**What you should do:** Output the listing below in full, exactly as written.

**Provided material:**
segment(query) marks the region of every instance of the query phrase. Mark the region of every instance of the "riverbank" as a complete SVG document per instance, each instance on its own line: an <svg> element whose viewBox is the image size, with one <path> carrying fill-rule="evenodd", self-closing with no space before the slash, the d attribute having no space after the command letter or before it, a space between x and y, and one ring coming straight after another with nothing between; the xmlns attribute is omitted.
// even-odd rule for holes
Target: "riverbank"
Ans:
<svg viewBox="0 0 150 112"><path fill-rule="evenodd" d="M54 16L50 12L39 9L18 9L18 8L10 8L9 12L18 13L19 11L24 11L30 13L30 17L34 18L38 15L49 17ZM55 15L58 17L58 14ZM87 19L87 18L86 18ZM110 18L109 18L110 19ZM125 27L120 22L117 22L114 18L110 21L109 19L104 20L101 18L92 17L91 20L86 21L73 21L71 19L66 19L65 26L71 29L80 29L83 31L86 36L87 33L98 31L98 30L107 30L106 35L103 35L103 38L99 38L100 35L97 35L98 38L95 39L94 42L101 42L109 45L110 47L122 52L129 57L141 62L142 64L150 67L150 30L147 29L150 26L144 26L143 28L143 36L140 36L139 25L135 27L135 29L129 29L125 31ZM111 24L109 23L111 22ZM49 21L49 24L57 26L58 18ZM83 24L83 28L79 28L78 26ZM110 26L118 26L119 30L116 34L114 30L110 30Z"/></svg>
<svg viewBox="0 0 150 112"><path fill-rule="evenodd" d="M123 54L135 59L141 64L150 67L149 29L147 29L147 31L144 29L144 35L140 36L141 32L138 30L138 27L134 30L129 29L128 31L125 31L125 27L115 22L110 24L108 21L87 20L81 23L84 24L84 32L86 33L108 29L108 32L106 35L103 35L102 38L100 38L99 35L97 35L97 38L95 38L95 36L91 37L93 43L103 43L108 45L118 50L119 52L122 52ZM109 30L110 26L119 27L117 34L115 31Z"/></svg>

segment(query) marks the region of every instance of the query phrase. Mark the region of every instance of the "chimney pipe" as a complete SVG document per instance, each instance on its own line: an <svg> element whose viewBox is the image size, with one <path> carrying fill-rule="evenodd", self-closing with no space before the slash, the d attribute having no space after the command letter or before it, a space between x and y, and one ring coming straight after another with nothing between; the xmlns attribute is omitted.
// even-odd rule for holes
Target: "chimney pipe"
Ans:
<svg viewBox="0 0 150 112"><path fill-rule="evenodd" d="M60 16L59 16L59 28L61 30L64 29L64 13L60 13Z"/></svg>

**Solved problem:**
segment(query) marks the region of every instance of the query phrase. Mark the region of every instance of the "riverbank" as a complete SVG document per instance, each instance on its own line: an <svg> element whose viewBox is the image size, with one <path> carrying fill-rule="evenodd", self-closing with no space before the slash, the d attribute having no space after the command letter or before it, a space between x and y, and one ring coming straight after another with nothing between; the xmlns attribute is omitted.
// even-odd rule for holes
Target: "riverbank"
Ans:
<svg viewBox="0 0 150 112"><path fill-rule="evenodd" d="M54 16L50 12L39 9L18 9L18 8L10 8L9 12L18 13L19 11L24 11L30 13L30 17L34 18L38 15L49 17ZM55 15L58 17L58 14ZM87 19L87 18L86 18ZM110 18L109 18L110 19ZM125 27L120 22L117 22L114 18L110 21L109 19L104 20L101 18L92 17L91 20L86 21L73 21L71 19L66 19L65 26L71 29L80 29L83 31L86 36L87 33L98 31L98 30L107 30L106 35L103 35L103 38L99 38L100 35L97 35L98 38L95 39L94 42L101 42L109 45L110 47L122 52L129 57L141 62L142 64L150 67L150 30L147 29L150 26L144 26L143 28L143 36L140 36L139 25L135 27L135 29L129 29L125 31ZM111 24L109 23L111 22ZM49 21L49 24L57 26L58 18ZM83 24L83 28L79 28L78 26ZM110 26L118 26L119 30L116 34L114 30L110 30Z"/></svg>
<svg viewBox="0 0 150 112"><path fill-rule="evenodd" d="M123 54L135 59L141 64L150 67L149 29L147 29L147 31L144 29L144 35L140 36L141 32L138 30L138 27L134 30L129 29L128 31L125 31L125 27L115 22L110 24L108 21L87 20L81 23L84 24L84 32L86 33L108 29L108 32L106 35L103 35L102 38L100 38L99 35L97 35L97 38L95 38L95 36L91 37L93 43L103 43L108 45L118 50L119 52L122 52ZM109 30L110 26L119 27L117 34L115 31Z"/></svg>

segment(query) marks the region of every instance of the query phrase. Mark the region of every instance of the "chimney pipe" as a complete SVG document per instance, each instance on its own line: an <svg> element whose viewBox is the image size, with one <path> carrying fill-rule="evenodd", self-closing with no space before the slash, the d attribute having no space after the command letter or before it, a space between x and y, and one ring coming straight after another with nothing between; the xmlns attribute is omitted.
// even-odd rule for holes
Target: "chimney pipe"
Ans:
<svg viewBox="0 0 150 112"><path fill-rule="evenodd" d="M60 16L59 16L59 28L61 30L64 29L64 13L60 13Z"/></svg>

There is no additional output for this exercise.